* AIM A *
In the rows, from the line with "Category: door glass pane" through the last row, replace "beadboard" with "paneled" and write those lines out again with nothing else changed.

What Wires Have Copper in Them? Types & How to Identify

Almost every wire that carries electricity or data in your daily life contains copper. It is the standard conductor in home wiring, networking cables, car harnesses, appliance motors, and the tiny traces inside your phone’s circuit board. Copper earned this role because it conducts electricity better than nearly any other practical metal, serving as the baseline for the International Annealed Copper Standard (IACS) at 100% conductivity.

If you’re trying to figure out which wires around you actually have copper inside, here’s a thorough breakdown by category.

Residential Electrical Wiring

The wiring behind your walls is overwhelmingly copper. Most residential wire is marked “CU” on its jacket, indicating a copper conductor. The two main types you’ll encounter are individual conductors and bundled cables.

* AIM B *
Transcribe the copper wiring text word for word, from "What Wires Have" to "at 100% conductivity.".

* DATA ROWS *

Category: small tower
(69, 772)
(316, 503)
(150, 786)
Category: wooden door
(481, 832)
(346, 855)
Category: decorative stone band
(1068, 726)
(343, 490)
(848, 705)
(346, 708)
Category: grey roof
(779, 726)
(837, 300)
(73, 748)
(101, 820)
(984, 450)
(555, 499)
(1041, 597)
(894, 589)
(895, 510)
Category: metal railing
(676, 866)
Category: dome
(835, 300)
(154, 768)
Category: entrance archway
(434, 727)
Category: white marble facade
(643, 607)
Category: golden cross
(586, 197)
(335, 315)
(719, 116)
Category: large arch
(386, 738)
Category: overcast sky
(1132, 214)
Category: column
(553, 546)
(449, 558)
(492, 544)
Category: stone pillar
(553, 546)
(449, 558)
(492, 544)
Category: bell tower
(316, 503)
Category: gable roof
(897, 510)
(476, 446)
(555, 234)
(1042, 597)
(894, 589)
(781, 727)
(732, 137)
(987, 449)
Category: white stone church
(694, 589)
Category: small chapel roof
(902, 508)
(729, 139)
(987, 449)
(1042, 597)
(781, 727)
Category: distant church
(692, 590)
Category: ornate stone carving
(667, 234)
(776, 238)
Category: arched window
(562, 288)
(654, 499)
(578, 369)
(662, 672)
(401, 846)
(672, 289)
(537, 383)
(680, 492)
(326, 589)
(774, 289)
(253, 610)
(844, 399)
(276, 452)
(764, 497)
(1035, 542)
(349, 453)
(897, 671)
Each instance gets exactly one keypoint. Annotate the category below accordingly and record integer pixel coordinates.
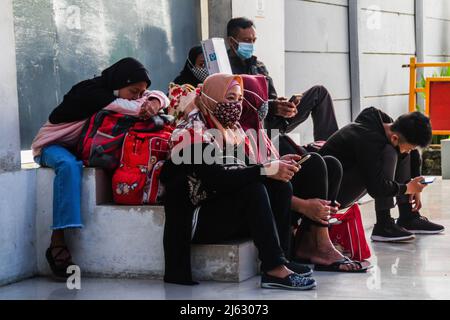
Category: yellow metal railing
(413, 90)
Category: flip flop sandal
(292, 282)
(58, 265)
(336, 267)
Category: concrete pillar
(445, 153)
(420, 42)
(354, 9)
(219, 14)
(9, 118)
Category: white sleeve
(127, 107)
(164, 101)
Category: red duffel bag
(136, 181)
(101, 140)
(348, 235)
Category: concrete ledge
(127, 241)
(17, 227)
(445, 153)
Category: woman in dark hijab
(90, 96)
(194, 71)
(120, 88)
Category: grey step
(127, 241)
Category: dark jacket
(360, 145)
(179, 210)
(253, 66)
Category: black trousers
(399, 168)
(261, 211)
(318, 103)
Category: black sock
(405, 210)
(383, 216)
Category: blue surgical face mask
(245, 50)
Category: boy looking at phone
(283, 114)
(380, 157)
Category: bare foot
(321, 252)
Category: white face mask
(200, 73)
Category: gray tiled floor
(417, 270)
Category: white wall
(387, 41)
(17, 226)
(317, 53)
(437, 32)
(9, 120)
(270, 32)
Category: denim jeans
(66, 186)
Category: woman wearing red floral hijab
(211, 202)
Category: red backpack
(136, 181)
(349, 236)
(102, 137)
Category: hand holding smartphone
(295, 97)
(428, 180)
(304, 159)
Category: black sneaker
(293, 281)
(300, 269)
(390, 232)
(421, 225)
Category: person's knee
(283, 188)
(69, 165)
(333, 164)
(316, 163)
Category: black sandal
(57, 265)
(336, 266)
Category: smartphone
(334, 221)
(295, 96)
(428, 180)
(304, 159)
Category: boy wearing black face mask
(380, 157)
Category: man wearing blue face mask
(284, 114)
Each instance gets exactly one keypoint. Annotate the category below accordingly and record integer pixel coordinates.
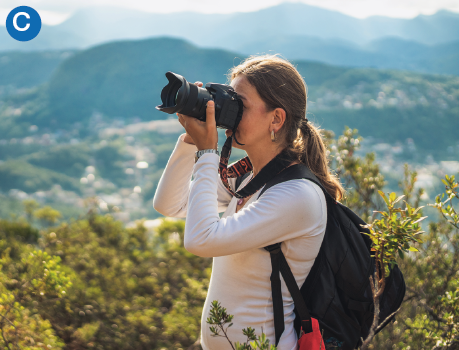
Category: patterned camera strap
(243, 166)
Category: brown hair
(281, 86)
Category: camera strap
(243, 166)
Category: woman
(292, 212)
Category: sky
(56, 11)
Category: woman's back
(293, 212)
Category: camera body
(179, 96)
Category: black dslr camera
(179, 96)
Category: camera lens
(179, 96)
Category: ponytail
(281, 86)
(310, 150)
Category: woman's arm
(171, 195)
(289, 210)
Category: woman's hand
(203, 134)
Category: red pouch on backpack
(313, 340)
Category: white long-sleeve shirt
(292, 212)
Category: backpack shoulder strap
(239, 180)
(279, 263)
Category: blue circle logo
(23, 23)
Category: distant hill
(387, 52)
(96, 25)
(124, 80)
(28, 69)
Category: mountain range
(428, 44)
(123, 81)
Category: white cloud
(56, 11)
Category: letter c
(15, 21)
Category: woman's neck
(260, 157)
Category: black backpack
(337, 290)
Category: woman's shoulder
(296, 190)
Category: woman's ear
(278, 119)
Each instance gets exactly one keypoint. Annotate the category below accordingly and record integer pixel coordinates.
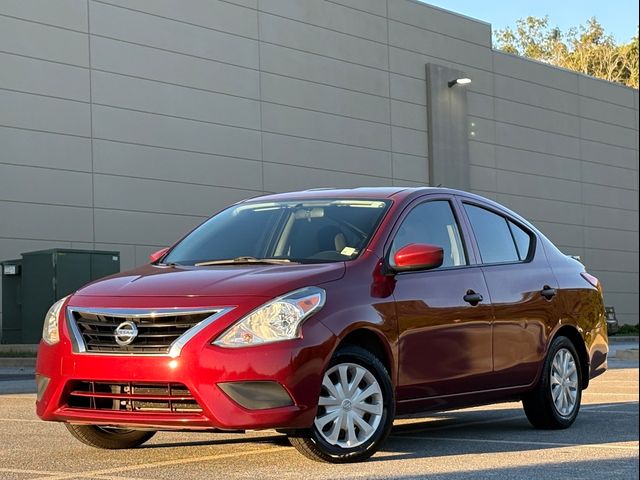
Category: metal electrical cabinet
(48, 275)
(11, 301)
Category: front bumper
(204, 369)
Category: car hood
(213, 281)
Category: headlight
(277, 320)
(50, 331)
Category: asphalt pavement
(480, 443)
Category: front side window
(493, 236)
(432, 223)
(304, 231)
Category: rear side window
(432, 223)
(522, 239)
(493, 235)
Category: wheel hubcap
(350, 405)
(564, 382)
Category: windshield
(305, 231)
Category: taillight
(591, 279)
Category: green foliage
(587, 49)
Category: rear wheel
(555, 402)
(111, 438)
(355, 409)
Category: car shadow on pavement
(271, 439)
(507, 430)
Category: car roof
(357, 192)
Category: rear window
(493, 235)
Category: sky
(618, 17)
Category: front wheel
(555, 401)
(111, 438)
(355, 409)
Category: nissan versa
(324, 314)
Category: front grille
(132, 397)
(155, 332)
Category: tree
(587, 48)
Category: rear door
(522, 288)
(444, 340)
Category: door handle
(548, 292)
(472, 297)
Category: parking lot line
(33, 472)
(164, 463)
(611, 446)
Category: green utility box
(11, 301)
(47, 276)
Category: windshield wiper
(245, 260)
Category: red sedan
(325, 314)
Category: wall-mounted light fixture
(459, 81)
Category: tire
(340, 433)
(561, 379)
(109, 437)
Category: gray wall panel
(36, 112)
(322, 126)
(377, 7)
(125, 193)
(525, 161)
(535, 72)
(606, 91)
(610, 134)
(281, 178)
(410, 167)
(146, 62)
(25, 147)
(44, 78)
(142, 228)
(309, 38)
(46, 222)
(408, 115)
(608, 112)
(537, 141)
(412, 142)
(71, 14)
(51, 43)
(43, 185)
(162, 33)
(411, 64)
(441, 21)
(440, 46)
(323, 70)
(541, 119)
(323, 98)
(536, 95)
(157, 130)
(312, 153)
(213, 14)
(331, 16)
(163, 164)
(482, 154)
(149, 96)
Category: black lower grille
(150, 334)
(132, 397)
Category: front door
(444, 314)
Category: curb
(627, 354)
(17, 362)
(623, 339)
(19, 348)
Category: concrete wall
(124, 123)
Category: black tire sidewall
(362, 357)
(558, 344)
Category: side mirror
(418, 256)
(155, 256)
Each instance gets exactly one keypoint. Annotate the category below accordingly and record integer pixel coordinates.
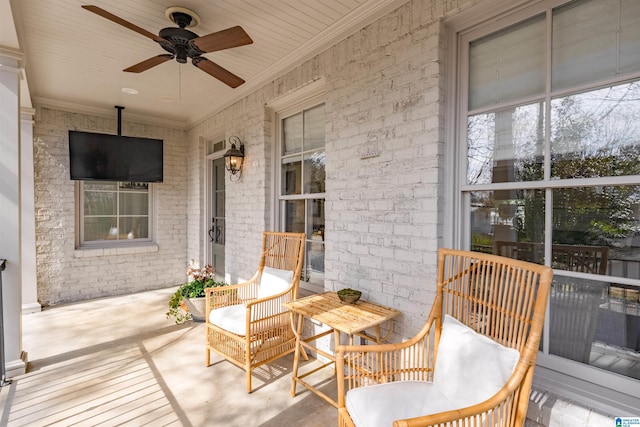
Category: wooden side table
(352, 319)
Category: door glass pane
(292, 134)
(314, 128)
(294, 216)
(506, 145)
(292, 175)
(508, 65)
(597, 133)
(508, 223)
(597, 230)
(314, 175)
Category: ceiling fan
(182, 43)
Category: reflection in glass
(508, 223)
(314, 174)
(133, 204)
(602, 224)
(597, 133)
(99, 203)
(508, 65)
(292, 135)
(291, 175)
(506, 145)
(134, 228)
(294, 213)
(314, 128)
(100, 228)
(595, 322)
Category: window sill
(115, 251)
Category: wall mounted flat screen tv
(95, 156)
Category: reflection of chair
(573, 317)
(580, 258)
(471, 364)
(574, 302)
(246, 323)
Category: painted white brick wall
(66, 274)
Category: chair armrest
(269, 306)
(224, 296)
(362, 365)
(496, 404)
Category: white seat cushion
(470, 367)
(382, 404)
(232, 318)
(273, 281)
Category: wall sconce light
(234, 157)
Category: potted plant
(188, 302)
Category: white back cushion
(470, 367)
(274, 281)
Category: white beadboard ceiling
(74, 58)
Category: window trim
(289, 105)
(605, 391)
(80, 244)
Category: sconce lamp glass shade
(234, 157)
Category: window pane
(508, 65)
(630, 36)
(99, 203)
(596, 134)
(585, 41)
(292, 175)
(596, 323)
(292, 134)
(294, 212)
(134, 204)
(314, 174)
(597, 230)
(314, 128)
(103, 228)
(134, 228)
(508, 223)
(506, 146)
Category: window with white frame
(114, 213)
(301, 183)
(549, 159)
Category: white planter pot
(196, 307)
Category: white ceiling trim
(364, 15)
(107, 112)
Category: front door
(216, 227)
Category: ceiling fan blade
(148, 63)
(124, 23)
(225, 39)
(218, 72)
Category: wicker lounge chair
(471, 364)
(246, 323)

* WRITTEN ANSWER A *
Category: door glass pane
(292, 134)
(314, 128)
(294, 216)
(506, 145)
(292, 175)
(508, 65)
(597, 133)
(508, 223)
(597, 230)
(314, 175)
Category: ceiling fan
(182, 43)
Category: reflection in glass
(508, 223)
(314, 174)
(133, 204)
(602, 224)
(597, 133)
(99, 203)
(508, 65)
(292, 135)
(291, 175)
(506, 145)
(134, 228)
(294, 213)
(314, 128)
(100, 228)
(595, 322)
Category: window sill
(115, 251)
Category: wall mounted flat screen tv
(95, 156)
Category: reflection of chair
(573, 317)
(580, 258)
(471, 364)
(574, 302)
(246, 323)
Category: painted white brick wall
(66, 274)
Category: chair armrest
(269, 306)
(224, 296)
(362, 365)
(496, 404)
Category: white seat cushion
(470, 367)
(382, 404)
(232, 318)
(273, 281)
Category: wall sconce light
(234, 157)
Category: potted plant
(188, 302)
Category: white back cushion
(470, 367)
(274, 281)
Category: white paneled ceiling
(74, 58)
Category: window trim
(289, 105)
(605, 391)
(80, 244)
Category: sconce lamp glass shade
(234, 157)
Category: window pane
(508, 65)
(630, 36)
(99, 203)
(596, 134)
(585, 41)
(292, 175)
(596, 323)
(292, 134)
(294, 212)
(134, 204)
(314, 174)
(597, 230)
(314, 128)
(103, 228)
(134, 228)
(508, 223)
(506, 146)
Category: window with white frame
(114, 213)
(301, 183)
(549, 159)
Category: white planter pot
(196, 307)
Category: white ceiling trim
(364, 15)
(107, 112)
Category: front door
(216, 227)
Category: ceiling fan blade
(148, 63)
(124, 23)
(225, 39)
(218, 72)
Category: wicker lounge chair
(471, 364)
(246, 323)

* WRITTEN ANSWER B *
What Wires Have Copper in Them? Types & How to Identify

Almost every wire that carries electricity or data in your daily life contains copper. It is the standard conductor in home wiring, networking cables, car harnesses, appliance motors, and the tiny traces inside your phone’s circuit board. Copper earned this role because it conducts electricity better than nearly any other practical metal, serving as the baseline for the International Annealed Copper Standard (IACS) at 100% conductivity.